— BEGIN Extracted text —

We (QBI, a TPA firm with Ascensus)  administer many of these plans.   A common error in planning for this sort of thing is confusing the investments with the plan document.  This plan, as you describe it, Albany, only has or needs one plan document (and consequently 1 5500 etc).  This one plan will still have investments in the TIAA contracts (I agree:  Most of these older contracts are controlled by the Participants.)  It will have two kinds of investments.  One will be the "legacy" investments in the TIAA annuity contracts and the other will be whatever your plan sponsor decides to use from this point forward (American funds?  Principal?  Empower??).  You do not need or want two plans.

— END Extracted text —
— BEGIN Record excerpts —

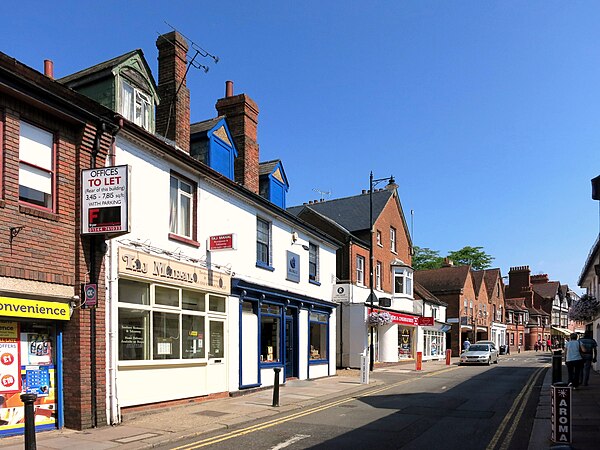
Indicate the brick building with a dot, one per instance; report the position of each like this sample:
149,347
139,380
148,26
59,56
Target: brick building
48,134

— END Record excerpts —

■ Required actions ■
a) In the post about the retirement plan, what two kinds of investments will the one plan have?
b) From the post about the retirement plan, extract the passage from "We (QBI, a TPA" up to and including "want two plans.".

■ Expected answers ■
a) The "legacy" investments in the TIAA annuity contracts, and whatever the plan sponsor decides to use from this point forward.

b)
We (QBI, a TPA firm with Ascensus)  administer many of these plans.   A common error in planning for this sort of thing is confusing the investments with the plan document.  This plan, as you describe it, Albany, only has or needs one plan document (and consequently 1 5500 etc).  This one plan will still have investments in the TIAA contracts (I agree:  Most of these older contracts are controlled by the Participants.)  It will have two kinds of investments.  One will be the "legacy" investments in the TIAA annuity contracts and the other will be whatever your plan sponsor decides to use from this point forward (American funds?  Principal?  Empower??).  You do not need or want two plans.